→ **Problem details**:
From the passage on spelling below, list each separate word that appears by itself inside quotation marks, counting a repeated word only once.

--- Document ---

I had occasion to visit this Rhadamanthus one day, where he sat in chambers at the printing-house. Ordinarily his good-momings were ceremonious, and one approached business by a gentle slope through health and weather; but now he turned upon me with a glare in his spectacles as of personal wrong, and without preliminary greeting blared forth : “ Mr. X, when I come down to my office in the morning, it is my habit to begin the duties of the day by reading a chapter of the New Testament. But if by any chance it should happen that I found the words of my Blessed Redeemer printed in the Websterian cacography, I’d hurl them behind the backlog ! ” All this in a single jet, and with an absence of punctuation that would never have escaped him in a proof-sheet. Recovering himself with a courteous apology for his abruptness, he explained that he had been correcting a manuscript polluted with those heresies of spelling.

I confess that I share these orthodox antipathies and resentments, that I too glow with these sacred heats. Are they the less grateful that they are unreasonable ? They are peremptory as instincts, and will not be denied. The ancient leading case of Martialis v. Sabidium settled the matter once for all without appeal. I cheerfully admit that Webster was right nine times out of ten in the reforms he proposed ; that he has logic, analogy, simplicity, and oftentimes etymology on his side. But what are all these against habit and prepossession ? You will say, perhaps, that the meaning is the main thing, and, provided that be clear, the spelling may go hang. But stay; since we have but twenty-six letters to spend upon our literature, since Shakespeare had no more for his all-potent incantations, should there not be method and frugality in the administering of so small a patrimony ? Not that a seemly superfluity should not be indulged on occasion. Does not “ honour ” lose something of its state and “ favour ” of its benevolence when the u in each has been economized ? A cynic will scowl at this as a trifling ceremonial, but such niceties are the thin partitions that divide us from barbarism. Nay, the mere misplacing of a letter or an accent may vulgarize a fine sentiment, or make a harmlessly erroneous statement offensive. If a man write that he was standing in the centre of the street when he means the middle, does not his crime call for sterner discipline if he call his impossible whereabouts the “ center " ? I am willing that my gas or my water should be measured by a “ meter,” though I may have misgivings as to the scrupulous impartiality of the contrivance, but I challenge peremptorily the competence of his ear who should offer to instruct me in the “ meter ” of Milton. Are these things merely nugatory ? The Homoousians and Homoiousians took a more serious view of them, cheerfully inflicting and enduring martyrdom for a vowel more or less. Ask the first beggar you meet whether he feel not an inhuman change in the word “altruism ” where the You is dropped and the I left unsocially alone, as usually it is in their hurry by those who use it oftenest ?

--- Listed entries ---

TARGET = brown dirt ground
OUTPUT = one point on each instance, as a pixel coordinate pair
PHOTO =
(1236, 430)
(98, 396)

---

→ **Written response**:
honour, favour, center, meter, altruism